Heureusement, il existe un protocole d'urgence incendie mis en place il y a une dizaine d’années par le régisseur et le capitaine Pialat, ancien responsable de la caserne de Bormes, qu'Yves et son groupe vont suivre cette nuit-là. « On regroupe la quinzaine de personnes présentes sur le domaine dont deux bébés de moins d’un an, plus des ânes, chiens, chats et un lapin, en un lieu précis établi. C’est le port du domaine, à l’écart du passage du feu et permettant une évacuation par bateau si besoin ». N’ayant pas de vision précise sur le feu en approche, c’est grâce aux informations partagées sur internet et les réseaux sociaux que le régisseur a pu se rendre compte de l’ampleur de l’incendie et prendre les bonnes décisions.« L’important c’est de sécuriser tout le monde. Après avoir regroupé les habitants de notre domaine, on a très vite pensé aux autres propriétés alentour, encore plus isolées. » Face à la difficulté de joindre les habitants de la villa voisine, le régisseur et quatre volontaires foncent chercher ces onze personnes dormant à poing fermé. « Nous les avons réveillés. Ils étaient ébahis et secoués. Nous avons formé un convoi de cinq voitures et sommes vite retournés au port». La propriétaire anglaise, et ses invités, saluent la réactivité de leurs voisins, « Sans l’intervention de Yves, notre survie aurait été mise en jeu. Le protocole soigneusement mis au point a assuré la sécurité de son entourage et nous nous sommes estimés très chanceux.».

Derrière eux, l’avancée de ce géant de flammes est de plus en plus impressionnante. C’est d’abord un épais nuage rouge et fumant qui est visible par dessus les collines, puis petit à petit se dessinent les flammes gigantesques. À cause d’autres départs de feux la veille, d’importants moyens de la caserne de Bormes-les-Mimosas ont été envoyés en renfort sur les communes voisines. Les vents violents avec des rafales à 80km/h et l’impossibilité de faire voler les Canadairs de nuit ont contribué à cette propagation exceptionnelle. L’attente se poursuit au port, qui abrite désormais 27 personnes : « Nous avons commencé à ressentir les fumées, et on a vu les premières flammes. On a eu l’impression que nos maisons, juste au dessus de la plage, étaient détruites. Nous avons alors décidé d’évacuer par nos propres moyens, puisque nous n’avions que ça » explique le régisseur. Un gros bateau semi-rigide ainsi qu’un autre plus petit permettent l’évacuation des 27 personnes, ainsi que des chiens, lapins et autres chats, dans le calme. « Quand les vies sont en danger, en tant que responsable, on ne peut se permettre ni d’hésiter ni d’avoir peur ». Yves, marin expérimenté, sécurise les deux bateaux en contrebas du Fort de Brégançon, à l’abri du Mistral et de la fumée. Il est alors 6 heures du matin et les Canadairs font leurs première apparition. « On a ensuite pu se diriger vers le port de la Londe pour débarquer la plupart des personnes. Mon épouse, mes filles, la voisine Lucy et moi même sommes retournés sur place pour constater les dégâts. »

> **Exercices**:
A - Dans le récit de l'incendie, quel lieu le protocole d'urgence désigne-t-il pour regrouper les personnes présentes sur le domaine ?
B - Poursuivez le récit de l'incendie après sa dernière phrase.

> **Lignes de données**:
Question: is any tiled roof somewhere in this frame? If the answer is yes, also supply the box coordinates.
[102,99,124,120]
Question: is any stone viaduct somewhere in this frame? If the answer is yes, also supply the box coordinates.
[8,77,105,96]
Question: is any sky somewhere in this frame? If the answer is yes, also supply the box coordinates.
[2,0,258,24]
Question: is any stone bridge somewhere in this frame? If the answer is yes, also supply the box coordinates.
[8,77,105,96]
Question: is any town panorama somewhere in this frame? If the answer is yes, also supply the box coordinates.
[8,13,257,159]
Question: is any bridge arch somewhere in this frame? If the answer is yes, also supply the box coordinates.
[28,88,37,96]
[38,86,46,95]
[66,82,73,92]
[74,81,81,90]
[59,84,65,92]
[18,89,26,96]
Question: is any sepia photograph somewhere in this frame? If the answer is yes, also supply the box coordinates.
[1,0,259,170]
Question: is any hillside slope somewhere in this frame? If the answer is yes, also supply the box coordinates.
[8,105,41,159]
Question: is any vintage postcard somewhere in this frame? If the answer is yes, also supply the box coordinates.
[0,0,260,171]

---

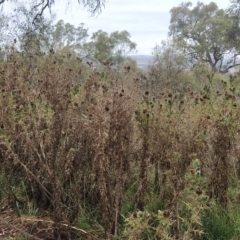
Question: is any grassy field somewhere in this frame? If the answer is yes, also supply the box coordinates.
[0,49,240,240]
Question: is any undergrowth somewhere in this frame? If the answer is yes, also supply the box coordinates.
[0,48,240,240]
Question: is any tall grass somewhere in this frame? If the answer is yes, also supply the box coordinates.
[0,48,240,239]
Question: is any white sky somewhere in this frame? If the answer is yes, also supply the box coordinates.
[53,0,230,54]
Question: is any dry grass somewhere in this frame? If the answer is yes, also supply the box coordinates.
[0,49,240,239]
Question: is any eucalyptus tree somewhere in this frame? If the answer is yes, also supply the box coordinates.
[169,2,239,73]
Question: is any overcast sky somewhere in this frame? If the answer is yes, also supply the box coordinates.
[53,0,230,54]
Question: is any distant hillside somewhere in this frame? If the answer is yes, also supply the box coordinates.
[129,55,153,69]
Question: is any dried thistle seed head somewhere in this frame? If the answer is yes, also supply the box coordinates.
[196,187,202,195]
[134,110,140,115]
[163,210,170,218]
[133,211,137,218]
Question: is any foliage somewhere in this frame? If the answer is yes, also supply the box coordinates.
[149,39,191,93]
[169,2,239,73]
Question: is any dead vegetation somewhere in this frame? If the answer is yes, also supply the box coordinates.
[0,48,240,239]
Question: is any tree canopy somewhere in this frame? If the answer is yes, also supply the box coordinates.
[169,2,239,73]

...

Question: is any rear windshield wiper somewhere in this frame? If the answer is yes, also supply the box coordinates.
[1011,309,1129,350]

> **Réponses**:
A - Le port du domaine.

B -
Bormes-les-Mimosas, après le passage des flammes

« Le bord de plage est alors calciné. Plus haut, des pompiers cachés par une épaisse fumée défendent les maisons. Grâce à eux, elles ont pu être sauvées. » Le petit groupe se met alors à aider à faire barrage au feu qui progresse au sol. Les opérations dureront plusieurs jours, voire plusieurs semaines. « Les souches ont continué à fumer pendant longtemps car les racines se consument lentement. » Il faudra un mois et demi d'actions quotidiennes pour en venir à bout. Les flammes auront dévasté un chalet forestier de l'autre côté du domaine et plus de la moitié de la forêt.

Débroussaillage, prévention, réaménagement du territoire. Pour faire face à la menace des incendies, des mesures sont sans cesse mises au point. Suite aux violents incendies de juillet 2017, le maire de Bormes, François Arizzi, a émis le souhait de remettre en cause le plan local d'urbanisme de la commune afin de créer de nouvelles zones agricoles. Tout cela afin d'augmenter la part agricole dans la zone pour limiter le risque d’incendies.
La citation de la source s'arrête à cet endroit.